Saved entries
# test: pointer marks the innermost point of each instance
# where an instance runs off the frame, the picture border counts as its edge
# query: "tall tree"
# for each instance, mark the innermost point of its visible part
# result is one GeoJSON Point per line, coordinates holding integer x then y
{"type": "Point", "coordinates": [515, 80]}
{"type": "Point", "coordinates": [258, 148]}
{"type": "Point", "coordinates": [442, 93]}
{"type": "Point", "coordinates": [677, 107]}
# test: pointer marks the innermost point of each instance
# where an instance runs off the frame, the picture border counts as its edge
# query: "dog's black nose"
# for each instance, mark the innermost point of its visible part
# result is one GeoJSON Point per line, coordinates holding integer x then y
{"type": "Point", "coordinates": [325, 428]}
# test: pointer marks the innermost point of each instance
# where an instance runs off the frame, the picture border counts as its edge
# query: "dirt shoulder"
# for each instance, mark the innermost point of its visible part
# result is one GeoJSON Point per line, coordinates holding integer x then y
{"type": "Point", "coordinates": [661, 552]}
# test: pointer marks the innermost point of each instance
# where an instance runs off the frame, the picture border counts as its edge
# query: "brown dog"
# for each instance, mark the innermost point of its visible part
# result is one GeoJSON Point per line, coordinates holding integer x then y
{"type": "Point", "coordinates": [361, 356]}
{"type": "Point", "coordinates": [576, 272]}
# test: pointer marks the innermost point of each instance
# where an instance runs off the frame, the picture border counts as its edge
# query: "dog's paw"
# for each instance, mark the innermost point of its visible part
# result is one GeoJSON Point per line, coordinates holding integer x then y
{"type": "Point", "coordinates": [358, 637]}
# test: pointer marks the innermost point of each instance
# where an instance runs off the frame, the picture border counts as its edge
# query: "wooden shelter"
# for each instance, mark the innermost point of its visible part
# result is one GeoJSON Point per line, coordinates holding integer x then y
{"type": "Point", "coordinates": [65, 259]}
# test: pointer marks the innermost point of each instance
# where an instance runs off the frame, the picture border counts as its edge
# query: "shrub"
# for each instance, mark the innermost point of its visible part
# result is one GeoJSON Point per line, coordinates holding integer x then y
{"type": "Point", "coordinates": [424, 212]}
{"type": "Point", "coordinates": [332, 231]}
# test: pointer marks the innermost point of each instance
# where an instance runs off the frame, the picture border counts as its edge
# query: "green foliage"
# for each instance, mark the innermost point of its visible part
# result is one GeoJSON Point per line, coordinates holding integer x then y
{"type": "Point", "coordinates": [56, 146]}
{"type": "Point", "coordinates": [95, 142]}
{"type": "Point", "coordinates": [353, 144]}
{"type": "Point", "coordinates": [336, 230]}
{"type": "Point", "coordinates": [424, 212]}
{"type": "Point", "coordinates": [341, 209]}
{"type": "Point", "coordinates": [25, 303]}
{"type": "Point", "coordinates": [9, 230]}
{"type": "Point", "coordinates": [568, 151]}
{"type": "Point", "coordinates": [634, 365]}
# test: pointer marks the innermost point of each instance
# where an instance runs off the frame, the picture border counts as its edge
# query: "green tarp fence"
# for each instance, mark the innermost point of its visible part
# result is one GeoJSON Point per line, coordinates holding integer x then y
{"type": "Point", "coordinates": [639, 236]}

- [REQUEST]
Type out all of the material again, word for word.

- [RESULT FOR THIS TASK]
# test: pointer marks the innermost point of each instance
# where an instance runs off the frame, the picture border counts as its edge
# query: "tall tree"
# for each instance, mark the innermost point of its visible part
# result is one GeoJSON Point per line, coordinates holding integer x then y
{"type": "Point", "coordinates": [515, 80]}
{"type": "Point", "coordinates": [258, 148]}
{"type": "Point", "coordinates": [442, 93]}
{"type": "Point", "coordinates": [677, 107]}
# test: pointer marks the innermost point of each instance
# where an instance runs off the frame, the picture border counts as its edge
# query: "dog's black nose"
# for each instance, mark the innermost point of its visible part
# result is one GeoJSON Point per line, coordinates holding integer x then y
{"type": "Point", "coordinates": [325, 428]}
# test: pointer marks the innermost point of each instance
# where an instance runs off the frame, the picture border counts as its edge
# query: "dirt shoulder"
# for each instance, mark the innermost point of its visible part
# result is one GeoJSON Point per line, coordinates holding integer x then y
{"type": "Point", "coordinates": [661, 552]}
# test: pointer marks the innermost point of each instance
# where an instance runs off the frame, the picture border counts as its edge
# query: "brown dog"
# for each instance, mark the innermost point of its visible part
# result is one GeoJSON Point per line, coordinates holding integer x then y
{"type": "Point", "coordinates": [361, 356]}
{"type": "Point", "coordinates": [576, 272]}
# test: pointer marks the innermost point of each instance
# where an instance runs off the frame, the picture border counts as its edge
# query: "dog's paw"
# for each instance, mark the innermost point of its visible part
# result is one GeoJSON Point per line, coordinates holding integer x then y
{"type": "Point", "coordinates": [358, 637]}
# test: pointer marks the innermost point of each instance
# where an instance runs off the frame, the picture border counts as its edge
# query: "wooden shelter"
# for each instance, mark the innermost point of its visible part
# result is one GeoJSON Point per line, coordinates holding integer x then y
{"type": "Point", "coordinates": [65, 259]}
# test: pointer marks the innermost point of each instance
# where an instance runs off the frame, the picture border counts as its edge
# query: "shrub"
# for each instance, mark the innermost point of its visible part
# result is one GeoJSON Point per line, coordinates holding integer x then y
{"type": "Point", "coordinates": [424, 212]}
{"type": "Point", "coordinates": [332, 231]}
# test: pointer marks the innermost point of each instance
# where an instance runs off the frame, the picture border counts as its edge
# query: "green foliage"
# for each instance, mark the innermost point of its visible part
# result is one GeoJSON Point per line, coordinates holding integer x then y
{"type": "Point", "coordinates": [56, 146]}
{"type": "Point", "coordinates": [95, 142]}
{"type": "Point", "coordinates": [353, 144]}
{"type": "Point", "coordinates": [336, 230]}
{"type": "Point", "coordinates": [424, 212]}
{"type": "Point", "coordinates": [341, 209]}
{"type": "Point", "coordinates": [25, 303]}
{"type": "Point", "coordinates": [9, 230]}
{"type": "Point", "coordinates": [568, 151]}
{"type": "Point", "coordinates": [634, 365]}
# test: pointer marks the innermost point of each instance
# where an instance runs off the frame, the picture border counts as its edge
# query: "green tarp fence"
# for each instance, mark the innermost point of its visible part
# result is one GeoJSON Point per line, coordinates holding integer x then y
{"type": "Point", "coordinates": [639, 236]}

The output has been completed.